<<<<

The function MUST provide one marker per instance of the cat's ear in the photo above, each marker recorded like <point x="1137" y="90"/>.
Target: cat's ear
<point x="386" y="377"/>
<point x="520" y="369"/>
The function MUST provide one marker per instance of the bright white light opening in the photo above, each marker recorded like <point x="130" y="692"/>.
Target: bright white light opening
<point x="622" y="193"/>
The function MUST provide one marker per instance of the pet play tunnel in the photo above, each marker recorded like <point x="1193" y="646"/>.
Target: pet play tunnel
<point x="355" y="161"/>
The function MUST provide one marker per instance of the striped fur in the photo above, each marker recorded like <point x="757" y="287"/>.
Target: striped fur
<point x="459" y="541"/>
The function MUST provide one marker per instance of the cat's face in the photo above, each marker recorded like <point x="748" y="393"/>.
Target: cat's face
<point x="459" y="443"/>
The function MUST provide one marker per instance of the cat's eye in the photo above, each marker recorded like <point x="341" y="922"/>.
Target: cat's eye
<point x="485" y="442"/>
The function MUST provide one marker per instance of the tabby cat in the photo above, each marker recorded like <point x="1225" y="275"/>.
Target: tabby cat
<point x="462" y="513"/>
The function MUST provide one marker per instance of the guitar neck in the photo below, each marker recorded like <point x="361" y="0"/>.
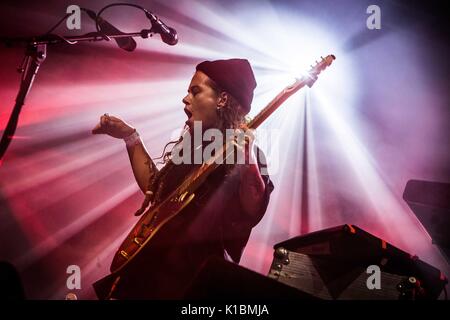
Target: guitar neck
<point x="199" y="176"/>
<point x="275" y="103"/>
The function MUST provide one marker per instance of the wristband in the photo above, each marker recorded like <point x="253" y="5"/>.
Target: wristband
<point x="133" y="139"/>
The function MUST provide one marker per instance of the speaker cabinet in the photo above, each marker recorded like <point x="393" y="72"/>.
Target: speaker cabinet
<point x="348" y="263"/>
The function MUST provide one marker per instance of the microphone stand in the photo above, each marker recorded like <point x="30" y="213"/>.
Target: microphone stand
<point x="35" y="54"/>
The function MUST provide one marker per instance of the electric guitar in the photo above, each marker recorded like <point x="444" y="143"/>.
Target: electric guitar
<point x="155" y="218"/>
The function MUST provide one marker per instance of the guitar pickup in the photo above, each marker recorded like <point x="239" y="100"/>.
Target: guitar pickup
<point x="124" y="254"/>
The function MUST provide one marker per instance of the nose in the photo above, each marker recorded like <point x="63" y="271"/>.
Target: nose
<point x="185" y="100"/>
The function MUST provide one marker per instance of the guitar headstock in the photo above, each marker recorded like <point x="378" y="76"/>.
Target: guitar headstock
<point x="318" y="68"/>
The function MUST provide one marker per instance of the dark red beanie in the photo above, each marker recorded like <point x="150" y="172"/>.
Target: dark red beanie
<point x="234" y="76"/>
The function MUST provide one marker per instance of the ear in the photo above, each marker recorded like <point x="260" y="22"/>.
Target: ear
<point x="222" y="99"/>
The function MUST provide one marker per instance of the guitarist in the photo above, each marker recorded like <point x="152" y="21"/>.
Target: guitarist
<point x="225" y="208"/>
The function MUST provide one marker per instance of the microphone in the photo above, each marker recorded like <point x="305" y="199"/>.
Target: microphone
<point x="168" y="35"/>
<point x="126" y="43"/>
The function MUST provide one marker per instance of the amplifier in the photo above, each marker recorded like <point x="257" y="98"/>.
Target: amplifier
<point x="348" y="263"/>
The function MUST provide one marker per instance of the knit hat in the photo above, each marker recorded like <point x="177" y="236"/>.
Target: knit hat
<point x="235" y="76"/>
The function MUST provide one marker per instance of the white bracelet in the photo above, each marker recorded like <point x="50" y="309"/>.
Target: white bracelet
<point x="133" y="139"/>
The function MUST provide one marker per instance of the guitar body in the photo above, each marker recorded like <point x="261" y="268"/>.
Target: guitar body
<point x="155" y="218"/>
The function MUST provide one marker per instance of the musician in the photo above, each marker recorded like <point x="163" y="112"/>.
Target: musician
<point x="225" y="208"/>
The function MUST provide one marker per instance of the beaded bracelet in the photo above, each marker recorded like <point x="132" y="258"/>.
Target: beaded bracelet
<point x="133" y="139"/>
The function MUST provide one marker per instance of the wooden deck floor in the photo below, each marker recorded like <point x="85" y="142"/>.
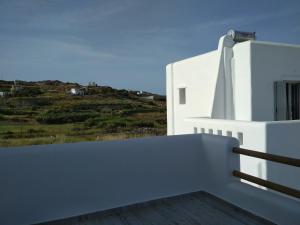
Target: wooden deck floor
<point x="189" y="209"/>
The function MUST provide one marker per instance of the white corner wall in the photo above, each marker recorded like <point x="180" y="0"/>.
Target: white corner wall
<point x="49" y="182"/>
<point x="199" y="76"/>
<point x="270" y="62"/>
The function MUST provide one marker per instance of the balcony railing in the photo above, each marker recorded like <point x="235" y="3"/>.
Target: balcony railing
<point x="268" y="184"/>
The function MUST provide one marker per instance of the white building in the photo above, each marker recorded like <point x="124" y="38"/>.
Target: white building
<point x="247" y="89"/>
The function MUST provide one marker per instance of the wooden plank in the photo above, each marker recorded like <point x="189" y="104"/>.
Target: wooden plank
<point x="267" y="156"/>
<point x="189" y="209"/>
<point x="268" y="184"/>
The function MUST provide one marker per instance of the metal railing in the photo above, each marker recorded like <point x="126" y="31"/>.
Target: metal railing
<point x="265" y="183"/>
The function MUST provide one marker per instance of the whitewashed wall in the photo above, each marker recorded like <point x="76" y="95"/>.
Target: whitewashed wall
<point x="42" y="183"/>
<point x="270" y="62"/>
<point x="278" y="137"/>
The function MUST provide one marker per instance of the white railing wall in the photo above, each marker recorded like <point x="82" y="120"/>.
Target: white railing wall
<point x="49" y="182"/>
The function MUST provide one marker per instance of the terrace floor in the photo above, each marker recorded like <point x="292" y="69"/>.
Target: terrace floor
<point x="189" y="209"/>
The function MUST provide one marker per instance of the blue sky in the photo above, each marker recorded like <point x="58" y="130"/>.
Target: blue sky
<point x="127" y="43"/>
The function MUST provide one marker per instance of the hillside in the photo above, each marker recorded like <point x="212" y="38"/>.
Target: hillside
<point x="47" y="112"/>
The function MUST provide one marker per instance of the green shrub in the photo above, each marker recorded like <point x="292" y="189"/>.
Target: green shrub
<point x="60" y="117"/>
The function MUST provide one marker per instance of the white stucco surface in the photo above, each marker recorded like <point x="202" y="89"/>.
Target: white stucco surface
<point x="243" y="103"/>
<point x="42" y="183"/>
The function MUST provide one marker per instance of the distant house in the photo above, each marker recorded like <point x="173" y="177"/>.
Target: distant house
<point x="77" y="91"/>
<point x="150" y="97"/>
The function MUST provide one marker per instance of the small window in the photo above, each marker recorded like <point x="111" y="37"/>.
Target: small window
<point x="229" y="133"/>
<point x="195" y="130"/>
<point x="241" y="138"/>
<point x="182" y="97"/>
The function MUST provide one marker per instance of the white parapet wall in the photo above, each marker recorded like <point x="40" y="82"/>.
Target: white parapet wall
<point x="49" y="182"/>
<point x="276" y="137"/>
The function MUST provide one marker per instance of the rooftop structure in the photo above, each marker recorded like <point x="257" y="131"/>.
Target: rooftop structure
<point x="176" y="179"/>
<point x="247" y="89"/>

>>>>

◆ Exercise objective ◆
In the answer, all of the material should appear exactly as given, with no picture carried over.

◆ Exercise output ◆
The function MUST provide one marker per instance of the cat's ear in the photo above, each marker recorded like <point x="1137" y="90"/>.
Target: cat's ear
<point x="386" y="377"/>
<point x="520" y="369"/>
The function MUST provide one marker per instance of the bright white light opening in the photo above, each marker recorded like <point x="130" y="692"/>.
Target: bright white light opening
<point x="622" y="193"/>
The function MUST provide one marker per instance of the pet play tunnel in the photo above, each marker recorded like <point x="1193" y="646"/>.
Target: pet play tunnel
<point x="355" y="161"/>
The function MUST provide one marker per instance of the striped fur in the photo above, each marker recorded like <point x="757" y="287"/>.
Target: striped fur
<point x="459" y="541"/>
The function MUST provide one marker per instance of the cat's face in the photo above, each marker recorded like <point x="748" y="393"/>.
Target: cat's face
<point x="459" y="443"/>
The function MUST provide one marker per instance of the cat's eye in the photo above, each marker recorded like <point x="341" y="922"/>.
Target: cat's eye
<point x="485" y="442"/>
The function MUST provide one marker per instance of the tabby cat in the photo above, each marker recorded like <point x="1225" y="275"/>.
Target: tabby cat
<point x="462" y="513"/>
The function MUST provide one marker per instance of the guitar neck in the photo below, each marker recorded like <point x="361" y="0"/>.
Target: guitar neck
<point x="199" y="176"/>
<point x="275" y="103"/>
The function MUST provide one marker per instance of the wristband in the photo above, each marker recorded like <point x="253" y="5"/>.
Target: wristband
<point x="133" y="139"/>
The function MUST provide one marker per instance of the speaker cabinet in the photo above, each marker recorded like <point x="393" y="72"/>.
Target: speaker cabinet
<point x="348" y="263"/>
The function MUST provide one marker per instance of the microphone stand in the photo above, each marker recorded like <point x="30" y="213"/>.
Target: microphone stand
<point x="35" y="54"/>
The function MUST provide one marker per instance of the electric guitar in the photo above, each marker recorded like <point x="444" y="143"/>.
Target: electric guitar
<point x="155" y="218"/>
The function MUST provide one marker per instance of the guitar pickup in the photo above, each marker recorded like <point x="239" y="100"/>.
Target: guitar pickup
<point x="124" y="254"/>
The function MUST provide one marker per instance of the nose in the photo above, each marker recorded like <point x="63" y="271"/>.
Target: nose
<point x="185" y="100"/>
The function MUST provide one marker per instance of the guitar headstock in the photo above, each marker recorded like <point x="378" y="76"/>.
Target: guitar headstock
<point x="318" y="68"/>
The function MUST provide one marker per instance of the dark red beanie in the photo above, each marker recorded like <point x="150" y="172"/>.
Target: dark red beanie
<point x="234" y="76"/>
The function MUST provide one marker per instance of the ear in the photo above, each marker recorded like <point x="260" y="22"/>.
Target: ear
<point x="222" y="99"/>
The function MUST provide one marker per instance of the guitarist in the photo above, each marker recorded like <point x="152" y="21"/>.
Target: guitarist
<point x="225" y="208"/>
The function MUST provide one marker per instance of the microphone in the photo above, each marker recorded like <point x="305" y="199"/>.
Target: microphone
<point x="168" y="35"/>
<point x="126" y="43"/>
The function MUST provide one marker per instance of the amplifier in the photo above, each marker recorded like <point x="257" y="98"/>.
Target: amplifier
<point x="348" y="263"/>
The function MUST provide one marker per instance of the knit hat in the photo above, each marker recorded like <point x="177" y="236"/>.
Target: knit hat
<point x="235" y="76"/>
The function MUST provide one marker per instance of the white bracelet in the photo above, each marker recorded like <point x="50" y="309"/>.
Target: white bracelet
<point x="133" y="139"/>
The function MUST provide one marker per instance of the guitar body in the photo above, each marker recorded like <point x="261" y="268"/>.
Target: guitar body
<point x="155" y="218"/>
The function MUST provide one marker per instance of the musician in the photo above, each marker recorded like <point x="163" y="112"/>.
Target: musician
<point x="225" y="208"/>
The function MUST provide one marker per instance of the beaded bracelet in the photo above, each marker recorded like <point x="132" y="258"/>.
Target: beaded bracelet
<point x="133" y="139"/>
The function MUST provide one marker per instance of the wooden deck floor in the photo below, each marker recorded like <point x="85" y="142"/>.
Target: wooden deck floor
<point x="189" y="209"/>
The function MUST provide one marker per instance of the white corner wall in the photo above, each marker recorded like <point x="180" y="0"/>.
Target: white corner wall
<point x="49" y="182"/>
<point x="199" y="76"/>
<point x="270" y="62"/>
The function MUST provide one marker per instance of the balcony railing in the photo above, each marker recorded like <point x="235" y="3"/>.
Target: balcony railing
<point x="268" y="184"/>
The function MUST provide one marker per instance of the white building in the photo above, each marker recorded like <point x="124" y="38"/>.
Target: white building
<point x="247" y="89"/>
The function MUST provide one marker per instance of the wooden plank in the photo above, each marker recorded like <point x="189" y="104"/>.
Target: wooden plank
<point x="267" y="156"/>
<point x="189" y="209"/>
<point x="268" y="184"/>
The function MUST provide one marker per instance of the metal railing in the photo above, each marker recorded like <point x="126" y="31"/>.
Target: metal railing
<point x="265" y="183"/>
The function MUST provide one marker per instance of the whitewashed wall in the photo above, each marker recorded like <point x="76" y="95"/>.
Target: whitewashed wall
<point x="42" y="183"/>
<point x="270" y="62"/>
<point x="278" y="137"/>
The function MUST provide one marker per instance of the white railing wall in the photo above, each marker recorded like <point x="82" y="120"/>.
Target: white railing wall
<point x="49" y="182"/>
The function MUST provide one marker per instance of the terrace floor in the photo above, each marker recorded like <point x="292" y="69"/>.
Target: terrace floor
<point x="189" y="209"/>
The function MUST provide one marker per instance of the blue sky in the photo above, each marker recorded like <point x="58" y="130"/>.
Target: blue sky
<point x="127" y="43"/>
The function MUST provide one marker per instance of the hillside in the photo above, each marker recorded like <point x="212" y="38"/>.
Target: hillside
<point x="47" y="112"/>
The function MUST provide one marker per instance of the green shrub in the photo above, each marker recorded like <point x="292" y="189"/>.
Target: green shrub
<point x="60" y="117"/>
The function MUST provide one marker per instance of the white stucco surface in the photo above, each marker recorded like <point x="202" y="89"/>.
Target: white stucco surface
<point x="243" y="103"/>
<point x="42" y="183"/>
The function MUST provide one marker per instance of the distant house in the photo above, each marker recorded like <point x="173" y="177"/>.
Target: distant house
<point x="77" y="91"/>
<point x="150" y="97"/>
The function MUST provide one marker per instance of the small window in the photo above, each marker recorded like <point x="111" y="37"/>.
Target: small window
<point x="229" y="133"/>
<point x="195" y="130"/>
<point x="241" y="138"/>
<point x="182" y="97"/>
The function MUST provide one marker per instance of the white parapet wall in the photo above, each marker recorded like <point x="40" y="82"/>.
Target: white parapet wall
<point x="49" y="182"/>
<point x="276" y="137"/>
The function MUST provide one marker per instance of the rooftop structure in the photo above, each marker recorded like <point x="257" y="131"/>.
Target: rooftop structure
<point x="176" y="179"/>
<point x="247" y="89"/>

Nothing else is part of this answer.